## WHAT TO WORK ON:
A - Rescale the entries between the lines holding "Could you spot the neoclassical" and "point(19, 268)", inclusive, writing every line out again. Keep the wording and the sample points as they are, but multiply each coordinate of the answer points by 0.2 and round to whole numbers, halves up.
B - Extend the forum post about a rider's fear of cantering a young cob, picking up after its last sentence.

## SELECTED EXTRACT:
========================================================================

# FAST canter, head down, buck. YIKES!



## BexEsmee (Jan 30, 2012)

*Hi there, I got my first horse four months ago. She's a 4yo cob, 14.2hh.*
Things are going really well for us, only now I've started hacking with friends and not the school rides. I remember the first and only time I cantered with her back just a week before I got her. Since I have stuck to walk and trot.
I guess its just the fear over the last four months building up. But when I cantered her that time, it was awkward but I seemed to think it was fun. However, each time I even contemplate cantering, I get image of a massive buck at transition, cantering so fast that the horse in front of me is my only stopper, and her head being so low that I constantly think she's going to buck. The thought scares me, though at the time I was fine.*
I've been sticking to walking and trotting over the past four months just out of utter fear. However, now that me and my friends are going out more, they canter a llot and I don't want to drag them down with my lack of confidence.*
The thing is, I used to canter every week before I got her and I miss it. I just wish there was a way to get past the mental block and canter with my friends.
Anyone know any methods to slow her down, get her head up and minimize bucking, especially at transition from trot to canter.

========================================================================

## DATA SECTION:
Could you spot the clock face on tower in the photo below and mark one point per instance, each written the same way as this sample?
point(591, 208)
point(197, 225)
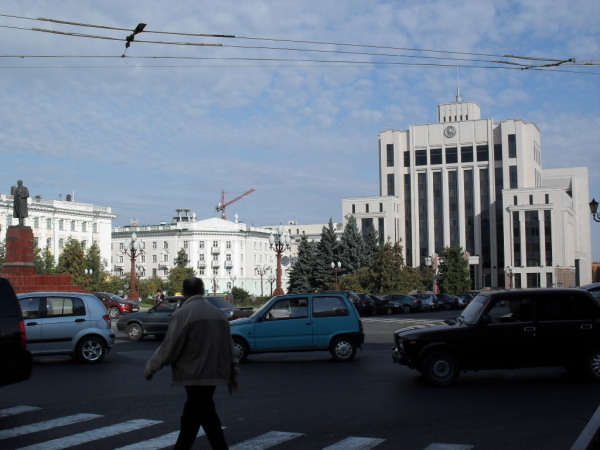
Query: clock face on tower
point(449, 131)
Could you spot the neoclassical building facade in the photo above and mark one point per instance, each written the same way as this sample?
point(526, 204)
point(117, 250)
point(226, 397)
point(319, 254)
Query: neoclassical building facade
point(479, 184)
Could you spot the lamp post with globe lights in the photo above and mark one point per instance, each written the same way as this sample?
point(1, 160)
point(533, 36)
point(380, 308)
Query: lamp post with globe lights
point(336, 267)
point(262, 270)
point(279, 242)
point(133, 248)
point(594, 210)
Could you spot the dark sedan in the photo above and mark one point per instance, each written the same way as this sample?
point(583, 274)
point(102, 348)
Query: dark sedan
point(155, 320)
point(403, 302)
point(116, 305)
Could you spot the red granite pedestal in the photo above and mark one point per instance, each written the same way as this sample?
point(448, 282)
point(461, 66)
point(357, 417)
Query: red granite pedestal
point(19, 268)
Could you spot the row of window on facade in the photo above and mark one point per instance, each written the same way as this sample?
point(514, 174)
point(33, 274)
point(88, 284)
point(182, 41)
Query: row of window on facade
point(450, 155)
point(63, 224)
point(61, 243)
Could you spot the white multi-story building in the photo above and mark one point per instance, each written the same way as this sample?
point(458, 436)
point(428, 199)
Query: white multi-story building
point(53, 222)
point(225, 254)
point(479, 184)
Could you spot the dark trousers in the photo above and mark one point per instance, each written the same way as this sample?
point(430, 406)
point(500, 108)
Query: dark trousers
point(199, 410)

========================================================================

## TASK RESULTS:
A -
Could you spot the neoclassical building facade in the photo above and mark one point per instance, each written the same way as this sample?
point(526, 204)
point(117, 250)
point(226, 397)
point(319, 254)
Query: neoclassical building facade
point(96, 37)
Could you spot the lamp post with globe lights in the photo above and mark one point per instance, each written the same way as this sample?
point(1, 160)
point(533, 36)
point(380, 308)
Query: lamp post with globe lights
point(67, 53)
point(52, 54)
point(56, 48)
point(27, 50)
point(119, 42)
Could you spot the dark sedan in the photo above and mark one point per instance, each written the same way as this sample?
point(583, 274)
point(102, 348)
Query: dark sedan
point(31, 64)
point(81, 60)
point(23, 61)
Could you spot the red granite pedestal in the photo above and mark one point per instance, each written the same way as this sample?
point(448, 282)
point(461, 66)
point(357, 417)
Query: red granite pedestal
point(4, 54)

B -
A new bit nor trainer are not options unfortunately. Reason being she has just been put on a new bit and there are not trainers nearby. She hates riding alone. I always go behind someone when I ride. Also, I',
M not able *to go into the arena to canter s she lacks confidence in there (again, she is alone) she isn n pain, had her checked. Maybe just excitable, but its really getting me down. I feel so left out!*
I'm fourteen, been riding for seven years and we have a strong bond already. Its just this ne obstacle. Any advice would be much appreciated! Thanks!
*
Sorry if spelling/punctuation is bad, on ipad and its being awkward. Can't see what I'm typing XD


----------



## phantomhorse13 (Feb 18, 2011)

my initial reaction to this is that if she/you aren't comfortable in the ring to be cantering, doing so out on trail isn't a great idea right now.

if she doesn't like to be alone, i would be looking to fix that before anything else, as she will always be more focused on the other horses than on what you are asking her.

will she work at a walk and trot for you in the ring? is it just the canter that is the issue? is it only under saddle or will she not canter on the longe too?


----------



## tinyliny (Oct 31, 2009)

I agree that if cantering in the arena is a no go , then trail cantering might not be so good either.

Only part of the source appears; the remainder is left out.